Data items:
******************************

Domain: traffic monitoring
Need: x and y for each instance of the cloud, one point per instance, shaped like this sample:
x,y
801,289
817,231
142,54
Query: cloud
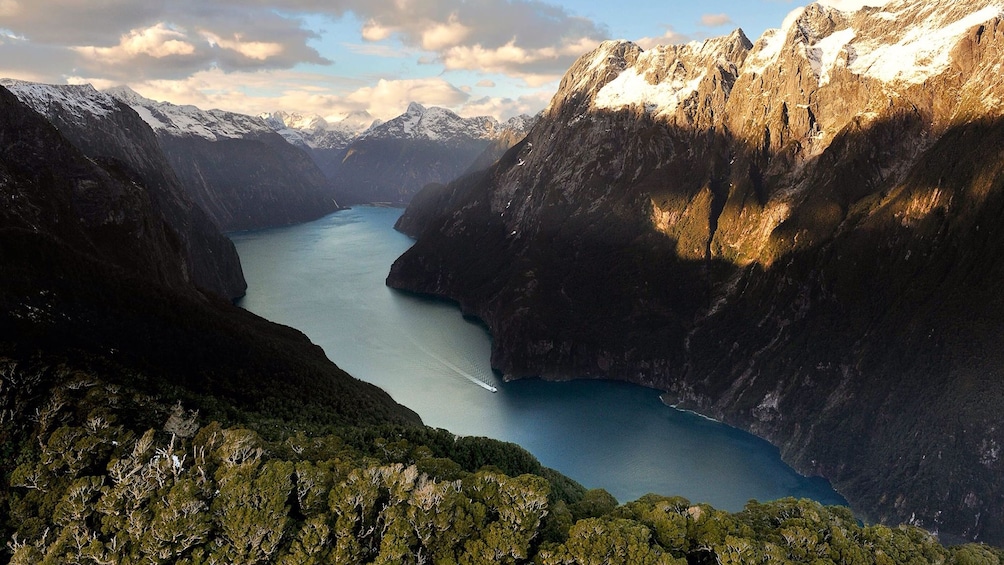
x,y
117,39
158,41
522,38
443,35
257,50
252,92
389,98
241,54
536,66
715,20
504,107
671,37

******************************

## INSTRUCTIONS FOR THE TASK
Please repeat each line above exactly as it appears, but omit the pictures.

## RESULT OF THE TASK
Domain: traffic monitoring
Need: x and y for each instance of the cloud, one point per instance, shaped like this sample:
x,y
801,289
817,231
142,54
Query: cloud
x,y
117,39
158,41
522,38
443,35
257,50
252,92
389,98
241,54
536,66
715,20
504,107
671,37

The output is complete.